» **INPUT MATERIAL**:

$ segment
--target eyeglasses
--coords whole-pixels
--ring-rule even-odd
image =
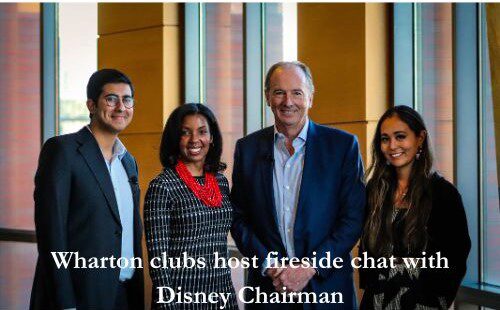
[[[116,108],[116,106],[120,103],[120,97],[118,97],[117,95],[107,95],[106,97],[104,97],[104,100],[106,100],[106,104],[110,108]],[[125,108],[132,109],[134,107],[134,98],[130,96],[124,96],[121,100]]]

» **TASK ITEM**: Print the full listing above exactly. Pictures stay out of the copy.

» **SOLUTION**:
$ segment
--target eyeglasses
--coords whole-pixels
--ring-rule even-odd
image =
[[[116,108],[116,106],[120,103],[120,97],[118,97],[117,95],[107,95],[106,97],[104,97],[104,100],[106,100],[106,104],[110,108]],[[125,108],[132,109],[134,107],[134,98],[130,96],[124,96],[121,100]]]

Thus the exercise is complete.